Page excerpt:
^^^^^^^^

With the VA in the news so much right now, I can’t help but think about all the veterans who are struggling to get help, to find their “new normal.” How can the returning soldiers ever be “normal” again, after enduring and witnessing unspeakable things? And how can we help them?
And what of the soldiers still in combat, on the front lines, defending my right to sit here and write about what I think and what I feel, and post it to the internet for all the world to see? What about them? Will we be ready to help them adjust when they get home?
As I write this, I hear my neighbors talking, out on their patio. They are from Iraq. They fled their homeland, and the only life they ever knew to come here, to provide a fresh start and a safe life for themselves and their daughter, who has special needs.
Though I don’t know them well, I’ve enjoyed watching them adapt to life here. I see the pride with which they keep house, and I feel the sense of relief they have in knowing that they are in a safe, comfortable space. I can’t begin to imagine what they have endured, as the war raged on in their home country. They left it all behind, for freedom and security…
As you sit in your home, reading this, take a good look around. Look at all your stuff, some sentimental items, some treasured keepsakes, some family heirlooms. And your furniture, and favorite books, your big screen tv, and nice comfortable bed…
Could you leave it all behind, and start over in a country where you didn’t know the language or the customs? Would you be too scared to try? What would it take to make you want to leave everything that is familiar to you?
This family from Iraq reminds me, every day, of how incredibly blessed I am to live in America. Every soldier who has ever fought in any war to protect our way of life is directly responsible for my freedom. Though our way of life may not be perfect, we are a free country. We don’t have a dictator ruling our lives with a heavy hand.
In ongoing battles, far and wide, big and small – some of which the typical American will never know about – the war rages on. And selfless men and women continue to put themselves in harm’s way, knowing they might not make it home. I honor every single one of them, and their families, today, and every day…
I remember when the movie “Saving Private Ryan” came out. It was the most accurate portrayal of war to date. And it changed me.
Today, a new film makes its debut in select theaters across the country – “The Hornet’s Nest.” I saw that film today, and I encourage all of you to see it. This is not a fictionalized movie, or “based on a true story.” It is real footage of some of the troops in Afghanistan. It is disturbing and enlightening, and it is in-your-face terrifying at times. It is an important film, documenting the hell that the soldiers go through.
When Captain Kevin Mott yells out “Follow me!” his guys do just that – they follow behind him, down rugged terrain, to get to their target, even with gunfire raging all around them. The sound of bullets whizzing past one’s head is nothing like what I’d imagined. And now that I know what it sounds like, I hope to never hear it again…
But the soldiers face that sound, and the heat, and the uncertainty EVERY SINGLE DAY – for us, for our flag, for America and all that we stand for.
At one point, the soldiers were in a 360° firefight. How does one not panic, and just give up? Soldiers don’t. They keep fighting through. And when someone gets hit, they do all they can to get them to safety, and to get them the medical help they need.
To all who have put themselves in harm’s way for us, a mere “Thank you” is not enough… But it’s all I have, and all I can give, sincerely, from the depths of my soul…
And thank you to Mike and Carlos Boettcher, for risking your own lives and embedding yourselves in with the troops to make this film. You have opened my eyes to the harsh reality of war, and I trust that everyone who sees this film will walk away with a better appreciation for our armed forces.

^^^^^^^^

Entries provided:
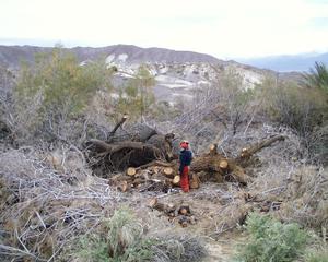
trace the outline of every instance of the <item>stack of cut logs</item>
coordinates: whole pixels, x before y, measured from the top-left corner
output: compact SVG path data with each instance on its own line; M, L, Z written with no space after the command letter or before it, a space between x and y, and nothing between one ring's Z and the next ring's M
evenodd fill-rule
M116 124L108 140L90 140L86 142L90 166L94 174L109 177L109 183L122 192L130 188L142 191L165 191L179 186L178 162L174 159L174 133L159 134L149 129L142 135L115 138L116 131L125 123L127 116ZM138 138L138 139L136 139ZM245 168L253 164L254 155L263 147L270 146L284 136L277 135L247 148L243 148L237 157L226 156L218 152L212 144L208 153L195 156L190 166L190 188L199 188L206 181L234 181L247 184L249 177ZM113 172L119 175L113 176Z
M169 221L177 219L181 227L186 227L188 224L196 224L196 218L192 215L189 205L187 204L164 204L160 203L159 200L154 198L149 202L149 207L163 212L163 214L168 216Z
M116 186L122 192L128 191L130 188L139 189L140 192L167 192L172 187L178 187L179 182L180 176L177 171L177 164L160 160L154 160L138 168L129 167L125 174L109 178L109 184Z
M209 153L196 156L190 167L190 188L199 188L201 182L235 181L246 186L249 177L245 167L251 164L251 156L261 148L271 145L283 136L274 136L265 140L248 148L243 148L235 158L227 158L218 153L216 145L211 145ZM116 175L109 179L109 183L126 192L130 188L142 191L164 191L179 186L178 162L153 160L140 167L129 167L125 174Z

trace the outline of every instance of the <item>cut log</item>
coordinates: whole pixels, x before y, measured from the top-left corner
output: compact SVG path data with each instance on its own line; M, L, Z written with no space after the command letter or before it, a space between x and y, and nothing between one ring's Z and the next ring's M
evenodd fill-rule
M270 146L277 141L283 141L283 140L284 140L283 135L277 135L271 139L263 140L255 145L251 145L248 148L243 148L237 159L249 158L251 155L259 152L260 150Z
M136 174L137 174L137 170L136 170L134 167L129 167L129 168L127 169L127 175L128 175L128 176L134 176Z
M189 205L181 205L179 209L178 209L178 214L180 215L188 215L190 214L190 207Z
M191 175L190 189L198 189L200 184L199 177L196 174Z
M227 168L227 160L226 159L220 160L219 166L221 169L225 170Z
M150 202L149 202L149 206L151 209L154 209L154 210L157 210L157 211L161 211L161 212L164 212L166 215L168 216L174 216L174 212L176 210L176 206L174 204L163 204L163 203L160 203L159 200L156 198L152 199Z
M129 189L129 183L127 181L121 181L120 184L117 188L121 192L127 192L128 189Z
M120 121L118 123L116 123L116 126L114 127L114 129L110 131L109 135L108 135L108 140L107 143L110 143L113 141L113 136L115 134L115 132L119 129L119 127L121 127L125 121L127 121L127 119L129 118L128 115L124 115L122 118L120 119Z
M218 144L211 144L210 145L210 155L216 155L218 154Z
M174 186L179 186L180 184L180 176L176 175L172 181Z
M165 167L165 168L163 169L163 172L164 172L165 176L169 177L169 176L173 176L174 170L173 170L172 167Z

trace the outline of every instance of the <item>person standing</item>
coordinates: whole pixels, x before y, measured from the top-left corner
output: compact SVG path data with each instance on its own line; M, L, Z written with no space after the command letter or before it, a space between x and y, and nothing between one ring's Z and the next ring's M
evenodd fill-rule
M180 187L184 192L189 192L189 168L192 160L192 153L189 148L188 141L183 141L180 143L179 160Z

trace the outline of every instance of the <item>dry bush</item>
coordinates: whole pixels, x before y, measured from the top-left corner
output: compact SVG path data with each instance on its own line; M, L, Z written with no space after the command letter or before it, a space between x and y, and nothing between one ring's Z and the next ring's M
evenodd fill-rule
M27 147L0 155L1 192L5 196L1 198L0 225L7 236L0 243L0 255L52 259L124 200L83 166L70 169L63 163L65 168L56 170L43 157Z

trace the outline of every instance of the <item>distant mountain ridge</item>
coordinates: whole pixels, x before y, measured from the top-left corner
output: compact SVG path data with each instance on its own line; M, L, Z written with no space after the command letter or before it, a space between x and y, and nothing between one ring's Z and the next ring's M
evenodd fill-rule
M114 59L126 59L129 63L142 62L208 62L222 63L223 61L210 55L192 51L175 51L165 48L141 48L132 45L114 45L107 47L73 47L67 48L77 55L80 62L113 56ZM51 47L36 46L0 46L0 64L19 67L22 60L32 62L35 53L49 52ZM120 57L119 57L120 56Z
M261 69L270 69L279 72L308 71L315 62L328 66L328 52L325 53L300 53L295 56L273 56L254 59L236 59L238 62L247 63Z

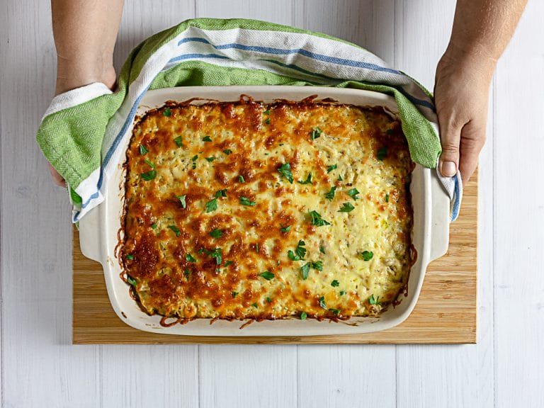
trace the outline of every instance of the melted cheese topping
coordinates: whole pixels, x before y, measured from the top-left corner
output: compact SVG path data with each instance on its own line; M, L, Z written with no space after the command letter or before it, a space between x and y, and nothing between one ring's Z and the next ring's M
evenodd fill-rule
M374 316L407 284L414 164L382 108L171 103L127 156L121 262L149 314Z

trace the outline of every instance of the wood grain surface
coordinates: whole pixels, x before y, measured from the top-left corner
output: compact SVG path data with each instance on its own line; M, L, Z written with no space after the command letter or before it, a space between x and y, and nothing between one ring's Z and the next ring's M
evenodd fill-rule
M217 337L159 334L133 329L110 304L102 266L73 241L73 336L79 344L455 344L476 342L477 176L465 189L463 210L451 225L450 247L427 268L412 314L375 333L309 336Z

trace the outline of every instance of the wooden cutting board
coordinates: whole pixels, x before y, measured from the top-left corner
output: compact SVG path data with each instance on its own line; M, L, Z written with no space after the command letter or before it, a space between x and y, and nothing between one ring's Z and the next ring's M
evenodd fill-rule
M73 336L75 344L183 343L476 342L477 176L465 188L461 213L451 225L448 253L427 268L421 295L401 324L366 334L273 337L173 336L141 332L126 325L112 309L102 266L85 258L74 229Z

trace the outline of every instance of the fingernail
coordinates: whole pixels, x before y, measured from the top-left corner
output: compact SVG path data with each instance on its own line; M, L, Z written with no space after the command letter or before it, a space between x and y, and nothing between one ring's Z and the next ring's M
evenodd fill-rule
M440 172L444 177L453 177L457 173L457 166L453 162L442 162Z

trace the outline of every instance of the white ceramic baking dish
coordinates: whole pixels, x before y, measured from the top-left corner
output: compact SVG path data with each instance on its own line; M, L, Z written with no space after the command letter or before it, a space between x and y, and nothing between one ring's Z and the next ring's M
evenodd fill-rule
M256 101L272 102L276 99L300 101L310 95L318 99L332 98L341 103L358 106L382 106L392 114L398 112L395 99L387 95L367 91L305 86L194 86L160 89L148 92L142 98L137 115L161 106L166 101L183 101L191 98L223 101L237 101L241 94ZM195 101L195 103L203 103ZM132 126L122 141L127 148ZM353 317L334 322L310 319L266 320L240 327L244 321L218 320L212 324L208 319L197 319L186 324L170 327L160 325L161 317L144 313L129 295L129 288L119 275L121 268L115 257L118 232L123 206L125 155L109 180L104 202L91 210L79 223L81 248L83 254L100 262L104 268L108 294L115 313L127 324L140 330L157 333L198 336L310 336L367 333L389 329L404 321L416 305L423 284L427 265L443 255L449 237L449 198L436 171L417 165L412 175L410 191L414 206L413 244L417 260L412 266L408 281L407 296L402 296L400 304L389 307L378 318Z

^^^^^^^^

What you have to do:
Could you transcribe, word for word, the part of the essay on veterans and war that starts at "With the VA" and ends at "we help them?"?

Answer to the exercise:
With the VA in the news so much right now, I can’t help but think about all the veterans who are struggling to get help, to find their “new normal.” How can the returning soldiers ever be “normal” again, after enduring and witnessing unspeakable things? And how can we help them?